# Data in this exercise:
□ □ □ □
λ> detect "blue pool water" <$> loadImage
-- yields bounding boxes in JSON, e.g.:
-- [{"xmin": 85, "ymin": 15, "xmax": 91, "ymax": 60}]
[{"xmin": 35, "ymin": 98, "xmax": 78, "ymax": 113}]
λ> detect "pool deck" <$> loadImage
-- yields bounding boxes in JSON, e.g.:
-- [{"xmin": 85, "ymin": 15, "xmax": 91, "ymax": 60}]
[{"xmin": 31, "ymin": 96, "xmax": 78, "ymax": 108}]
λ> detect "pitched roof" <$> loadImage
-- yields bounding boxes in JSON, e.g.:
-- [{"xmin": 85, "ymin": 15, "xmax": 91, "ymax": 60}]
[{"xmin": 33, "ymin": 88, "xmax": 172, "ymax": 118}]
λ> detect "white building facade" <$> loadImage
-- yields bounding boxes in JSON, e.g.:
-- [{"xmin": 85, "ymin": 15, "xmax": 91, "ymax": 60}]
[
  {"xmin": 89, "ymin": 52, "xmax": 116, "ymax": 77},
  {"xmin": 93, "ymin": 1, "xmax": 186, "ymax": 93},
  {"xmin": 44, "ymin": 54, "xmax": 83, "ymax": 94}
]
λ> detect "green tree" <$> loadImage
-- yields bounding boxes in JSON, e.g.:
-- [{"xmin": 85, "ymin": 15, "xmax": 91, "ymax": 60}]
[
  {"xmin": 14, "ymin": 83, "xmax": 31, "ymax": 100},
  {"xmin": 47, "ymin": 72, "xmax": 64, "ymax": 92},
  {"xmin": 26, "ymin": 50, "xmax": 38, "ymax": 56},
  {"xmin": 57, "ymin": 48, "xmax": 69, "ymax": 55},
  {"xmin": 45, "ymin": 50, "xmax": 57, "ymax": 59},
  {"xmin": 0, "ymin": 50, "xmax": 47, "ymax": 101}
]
□ □ □ □
# Short problem:
Rewrite all of the items above with every "yields" switched to "returns" and everything else unchanged.

# Response to the exercise:
λ> detect "blue pool water" <$> loadImage
-- returns bounding boxes in JSON, e.g.:
-- [{"xmin": 85, "ymin": 15, "xmax": 91, "ymax": 60}]
[{"xmin": 35, "ymin": 98, "xmax": 78, "ymax": 113}]
λ> detect "pool deck" <$> loadImage
-- returns bounding boxes in JSON, e.g.:
-- [{"xmin": 85, "ymin": 15, "xmax": 91, "ymax": 60}]
[{"xmin": 31, "ymin": 96, "xmax": 78, "ymax": 108}]
λ> detect "pitched roof" <$> loadImage
-- returns bounding boxes in JSON, e.g.:
-- [{"xmin": 85, "ymin": 15, "xmax": 91, "ymax": 60}]
[{"xmin": 33, "ymin": 88, "xmax": 172, "ymax": 118}]
λ> detect "white building facade" <$> loadImage
-- returns bounding boxes in JSON, e.g.:
-- [{"xmin": 85, "ymin": 15, "xmax": 91, "ymax": 60}]
[
  {"xmin": 89, "ymin": 52, "xmax": 116, "ymax": 77},
  {"xmin": 93, "ymin": 1, "xmax": 186, "ymax": 93},
  {"xmin": 44, "ymin": 54, "xmax": 83, "ymax": 94}
]
λ> detect "green tree" <$> loadImage
-- returns bounding boxes in JSON, e.g.:
-- [{"xmin": 85, "ymin": 15, "xmax": 91, "ymax": 60}]
[
  {"xmin": 14, "ymin": 83, "xmax": 31, "ymax": 100},
  {"xmin": 47, "ymin": 72, "xmax": 64, "ymax": 92},
  {"xmin": 26, "ymin": 50, "xmax": 38, "ymax": 56},
  {"xmin": 57, "ymin": 48, "xmax": 69, "ymax": 55},
  {"xmin": 45, "ymin": 50, "xmax": 57, "ymax": 59},
  {"xmin": 0, "ymin": 50, "xmax": 47, "ymax": 101}
]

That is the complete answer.